- [Task instructions] Once you have read the data below, set it all down again exactly.

[Dataset excerpts]
■ ■ ■ ■ ■ ■ ■

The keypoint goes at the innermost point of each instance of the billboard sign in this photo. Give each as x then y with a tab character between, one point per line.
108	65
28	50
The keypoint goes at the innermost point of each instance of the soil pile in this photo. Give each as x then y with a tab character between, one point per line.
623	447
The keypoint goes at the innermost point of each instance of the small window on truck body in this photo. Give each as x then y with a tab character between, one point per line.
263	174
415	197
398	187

■ ■ ■ ■ ■ ■ ■

- [Response to the exercise]
The keypoint goes at the innermost point of each instance of the billboard sign in this photo. Give each as x then y with a tab character between, one point per line.
108	65
28	50
The keypoint goes at the innermost point of each instance of the soil pile in this photo. Give each as x then y with a tab character between, one point per line.
623	447
The keypoint goes at the innermost point of each instance of the small window on truck body in this photo. Give each as x then y with a tab character between, one point per line.
263	174
415	197
398	187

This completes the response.